__DIRECTION__: Could you give the lines from the first one up to and including the line with "column 329, row 278" as a Markdown table, skipping any blank lines, with a Row column for the number and a Line column for the line?

(Items listed in a dataset)
=-=-=-=-=
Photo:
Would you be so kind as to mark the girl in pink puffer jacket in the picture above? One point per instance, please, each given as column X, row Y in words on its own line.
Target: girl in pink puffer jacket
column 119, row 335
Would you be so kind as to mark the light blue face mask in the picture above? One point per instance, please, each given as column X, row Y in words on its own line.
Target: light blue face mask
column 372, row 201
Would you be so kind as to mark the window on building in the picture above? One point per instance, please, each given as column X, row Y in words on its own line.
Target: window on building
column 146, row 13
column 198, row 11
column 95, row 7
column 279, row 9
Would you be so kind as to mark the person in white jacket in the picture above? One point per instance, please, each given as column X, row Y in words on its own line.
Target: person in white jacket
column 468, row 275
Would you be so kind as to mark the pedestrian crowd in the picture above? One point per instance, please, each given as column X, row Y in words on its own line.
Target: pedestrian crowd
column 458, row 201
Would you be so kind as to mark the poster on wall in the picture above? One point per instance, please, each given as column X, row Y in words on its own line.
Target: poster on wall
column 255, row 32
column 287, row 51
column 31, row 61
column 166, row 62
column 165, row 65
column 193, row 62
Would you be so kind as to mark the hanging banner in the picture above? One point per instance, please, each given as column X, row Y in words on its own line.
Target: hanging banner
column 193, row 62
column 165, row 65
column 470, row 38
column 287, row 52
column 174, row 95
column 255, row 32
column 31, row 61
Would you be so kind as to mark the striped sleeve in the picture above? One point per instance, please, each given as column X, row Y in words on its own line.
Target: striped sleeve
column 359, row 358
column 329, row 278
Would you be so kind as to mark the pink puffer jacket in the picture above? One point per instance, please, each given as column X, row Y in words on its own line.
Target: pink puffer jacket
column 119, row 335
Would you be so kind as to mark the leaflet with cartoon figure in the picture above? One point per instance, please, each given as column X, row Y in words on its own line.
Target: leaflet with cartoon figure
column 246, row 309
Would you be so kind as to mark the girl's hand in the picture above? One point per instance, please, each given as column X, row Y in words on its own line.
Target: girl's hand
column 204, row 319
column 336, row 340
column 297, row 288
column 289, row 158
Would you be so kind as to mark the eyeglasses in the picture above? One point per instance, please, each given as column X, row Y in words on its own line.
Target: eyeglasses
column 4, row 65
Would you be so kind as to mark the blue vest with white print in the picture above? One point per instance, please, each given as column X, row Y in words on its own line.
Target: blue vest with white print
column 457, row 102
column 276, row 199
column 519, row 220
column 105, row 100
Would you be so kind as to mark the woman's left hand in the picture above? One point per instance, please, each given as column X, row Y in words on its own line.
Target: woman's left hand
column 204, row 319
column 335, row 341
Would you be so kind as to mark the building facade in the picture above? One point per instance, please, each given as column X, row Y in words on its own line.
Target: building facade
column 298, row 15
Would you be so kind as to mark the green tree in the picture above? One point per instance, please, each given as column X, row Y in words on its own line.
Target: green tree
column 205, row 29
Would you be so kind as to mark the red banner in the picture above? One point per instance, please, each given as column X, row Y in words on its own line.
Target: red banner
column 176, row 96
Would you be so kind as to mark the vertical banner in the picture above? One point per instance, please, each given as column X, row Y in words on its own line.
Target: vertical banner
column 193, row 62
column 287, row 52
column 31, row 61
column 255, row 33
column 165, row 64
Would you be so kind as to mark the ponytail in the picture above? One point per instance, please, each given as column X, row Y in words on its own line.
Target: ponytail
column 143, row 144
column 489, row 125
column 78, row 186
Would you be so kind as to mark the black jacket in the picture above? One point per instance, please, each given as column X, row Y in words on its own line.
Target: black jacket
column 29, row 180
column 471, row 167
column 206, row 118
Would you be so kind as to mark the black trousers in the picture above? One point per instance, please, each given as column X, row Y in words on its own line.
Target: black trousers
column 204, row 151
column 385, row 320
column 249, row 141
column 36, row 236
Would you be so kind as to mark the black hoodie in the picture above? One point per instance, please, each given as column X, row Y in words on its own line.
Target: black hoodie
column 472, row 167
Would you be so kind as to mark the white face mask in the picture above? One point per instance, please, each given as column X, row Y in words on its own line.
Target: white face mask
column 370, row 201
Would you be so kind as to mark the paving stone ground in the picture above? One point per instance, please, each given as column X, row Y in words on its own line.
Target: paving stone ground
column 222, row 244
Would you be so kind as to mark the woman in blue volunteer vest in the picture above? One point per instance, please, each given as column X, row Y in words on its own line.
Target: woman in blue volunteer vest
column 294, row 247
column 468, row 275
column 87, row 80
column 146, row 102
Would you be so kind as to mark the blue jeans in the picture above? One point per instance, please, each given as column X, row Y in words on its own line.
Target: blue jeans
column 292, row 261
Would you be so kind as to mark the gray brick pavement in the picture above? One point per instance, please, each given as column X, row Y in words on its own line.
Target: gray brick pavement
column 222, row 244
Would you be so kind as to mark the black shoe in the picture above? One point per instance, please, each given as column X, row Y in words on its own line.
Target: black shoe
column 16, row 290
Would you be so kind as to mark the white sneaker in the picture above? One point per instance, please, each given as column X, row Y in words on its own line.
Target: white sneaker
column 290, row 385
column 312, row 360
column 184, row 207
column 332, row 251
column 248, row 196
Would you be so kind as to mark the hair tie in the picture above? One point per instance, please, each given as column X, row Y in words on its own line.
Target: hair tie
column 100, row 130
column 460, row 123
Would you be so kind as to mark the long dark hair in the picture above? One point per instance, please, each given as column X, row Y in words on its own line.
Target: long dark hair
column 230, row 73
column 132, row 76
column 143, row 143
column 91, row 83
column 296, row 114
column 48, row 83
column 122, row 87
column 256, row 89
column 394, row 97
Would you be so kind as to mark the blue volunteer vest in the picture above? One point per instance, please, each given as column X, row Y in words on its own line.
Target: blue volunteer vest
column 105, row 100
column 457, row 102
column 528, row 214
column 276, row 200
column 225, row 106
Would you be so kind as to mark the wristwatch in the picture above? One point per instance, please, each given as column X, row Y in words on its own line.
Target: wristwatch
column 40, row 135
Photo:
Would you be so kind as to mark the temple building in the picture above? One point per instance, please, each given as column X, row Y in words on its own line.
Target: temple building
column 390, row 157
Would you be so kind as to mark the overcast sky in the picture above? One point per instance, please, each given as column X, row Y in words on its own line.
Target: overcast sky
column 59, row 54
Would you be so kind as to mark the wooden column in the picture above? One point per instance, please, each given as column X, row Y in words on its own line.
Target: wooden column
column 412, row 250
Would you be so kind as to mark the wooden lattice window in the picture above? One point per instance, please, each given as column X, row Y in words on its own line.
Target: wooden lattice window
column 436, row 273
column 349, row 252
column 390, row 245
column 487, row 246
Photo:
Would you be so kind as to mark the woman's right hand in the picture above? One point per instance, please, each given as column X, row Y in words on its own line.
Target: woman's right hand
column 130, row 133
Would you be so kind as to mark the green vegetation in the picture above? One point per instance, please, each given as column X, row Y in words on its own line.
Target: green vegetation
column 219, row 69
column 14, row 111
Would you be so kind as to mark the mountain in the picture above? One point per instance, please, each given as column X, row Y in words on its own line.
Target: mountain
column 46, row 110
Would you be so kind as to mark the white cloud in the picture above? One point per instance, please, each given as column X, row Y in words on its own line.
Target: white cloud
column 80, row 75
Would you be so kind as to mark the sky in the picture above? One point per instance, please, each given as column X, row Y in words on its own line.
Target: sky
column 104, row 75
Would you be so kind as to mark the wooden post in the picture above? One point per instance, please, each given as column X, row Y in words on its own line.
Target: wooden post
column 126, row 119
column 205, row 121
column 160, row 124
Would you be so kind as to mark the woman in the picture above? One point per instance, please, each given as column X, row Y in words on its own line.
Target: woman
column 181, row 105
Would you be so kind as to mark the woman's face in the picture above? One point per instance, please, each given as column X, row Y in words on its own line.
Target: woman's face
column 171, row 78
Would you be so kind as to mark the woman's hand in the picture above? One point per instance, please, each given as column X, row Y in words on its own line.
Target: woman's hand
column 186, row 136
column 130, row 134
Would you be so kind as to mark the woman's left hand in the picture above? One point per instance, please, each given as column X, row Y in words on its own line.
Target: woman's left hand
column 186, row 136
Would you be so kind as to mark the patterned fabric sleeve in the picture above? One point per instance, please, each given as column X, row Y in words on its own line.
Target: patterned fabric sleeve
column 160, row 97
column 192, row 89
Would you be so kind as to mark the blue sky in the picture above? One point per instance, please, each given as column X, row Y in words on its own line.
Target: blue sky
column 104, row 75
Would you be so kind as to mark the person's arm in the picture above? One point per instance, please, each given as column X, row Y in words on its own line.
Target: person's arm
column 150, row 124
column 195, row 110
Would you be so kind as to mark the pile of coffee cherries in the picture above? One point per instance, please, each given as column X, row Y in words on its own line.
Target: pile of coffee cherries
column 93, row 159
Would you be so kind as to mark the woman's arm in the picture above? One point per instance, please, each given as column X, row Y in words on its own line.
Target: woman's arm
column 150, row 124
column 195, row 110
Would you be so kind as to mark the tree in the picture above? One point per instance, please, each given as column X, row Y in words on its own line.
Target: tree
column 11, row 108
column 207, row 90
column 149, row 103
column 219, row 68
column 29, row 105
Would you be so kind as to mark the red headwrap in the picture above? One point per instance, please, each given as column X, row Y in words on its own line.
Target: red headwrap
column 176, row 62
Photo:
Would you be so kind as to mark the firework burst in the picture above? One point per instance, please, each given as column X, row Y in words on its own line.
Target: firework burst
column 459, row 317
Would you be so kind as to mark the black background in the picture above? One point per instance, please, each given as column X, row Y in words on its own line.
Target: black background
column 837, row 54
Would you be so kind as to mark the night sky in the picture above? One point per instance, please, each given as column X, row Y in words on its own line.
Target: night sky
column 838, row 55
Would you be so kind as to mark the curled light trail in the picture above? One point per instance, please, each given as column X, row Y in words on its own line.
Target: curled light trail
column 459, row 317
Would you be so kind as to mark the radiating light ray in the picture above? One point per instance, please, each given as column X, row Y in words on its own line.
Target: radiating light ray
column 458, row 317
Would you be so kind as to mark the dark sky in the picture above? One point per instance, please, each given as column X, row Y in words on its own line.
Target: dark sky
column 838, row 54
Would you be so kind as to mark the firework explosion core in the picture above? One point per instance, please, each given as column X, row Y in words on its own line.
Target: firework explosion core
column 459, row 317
=-=-=-=-=
__RESPONSE TO THE EXERCISE__:
| Row | Line |
|---|---|
| 1 | Photo: |
| 2 | Would you be so kind as to mark the girl in pink puffer jacket in the picture above? One point per instance, please, each given as column X, row Y in words on its own line. |
| 3 | Target: girl in pink puffer jacket |
| 4 | column 119, row 335 |
| 5 | Would you be so kind as to mark the light blue face mask in the picture above? One point per instance, please, each given as column X, row Y in words on its own line. |
| 6 | Target: light blue face mask |
| 7 | column 372, row 201 |
| 8 | Would you be so kind as to mark the window on building in the picture above? One point per instance, please, each given as column X, row Y in words on its own line. |
| 9 | Target: window on building |
| 10 | column 146, row 13 |
| 11 | column 198, row 11 |
| 12 | column 95, row 7 |
| 13 | column 279, row 9 |
| 14 | Would you be so kind as to mark the person in white jacket in the picture above? One point per instance, please, each given as column X, row Y in words on its own line. |
| 15 | Target: person in white jacket |
| 16 | column 468, row 275 |
| 17 | Would you be so kind as to mark the pedestrian crowd in the picture above? One point per instance, please, each given as column X, row Y in words on its own line. |
| 18 | Target: pedestrian crowd |
| 19 | column 458, row 201 |
| 20 | Would you be so kind as to mark the poster on wall in the picture above? One point per instance, please, each given as column X, row Y in words on its own line. |
| 21 | Target: poster on wall |
| 22 | column 255, row 32 |
| 23 | column 287, row 51 |
| 24 | column 31, row 61 |
| 25 | column 166, row 62 |
| 26 | column 165, row 65 |
| 27 | column 193, row 62 |
| 28 | Would you be so kind as to mark the hanging banner in the picture above? One point per instance, please, each given as column X, row Y in words on its own line. |
| 29 | Target: hanging banner |
| 30 | column 193, row 62 |
| 31 | column 165, row 65 |
| 32 | column 470, row 38 |
| 33 | column 287, row 52 |
| 34 | column 174, row 95 |
| 35 | column 255, row 32 |
| 36 | column 31, row 61 |
| 37 | Would you be so kind as to mark the striped sleeve in the picture above? One point per instance, please, each given as column X, row Y in words on its own line. |
| 38 | Target: striped sleeve |
| 39 | column 359, row 358 |
| 40 | column 329, row 278 |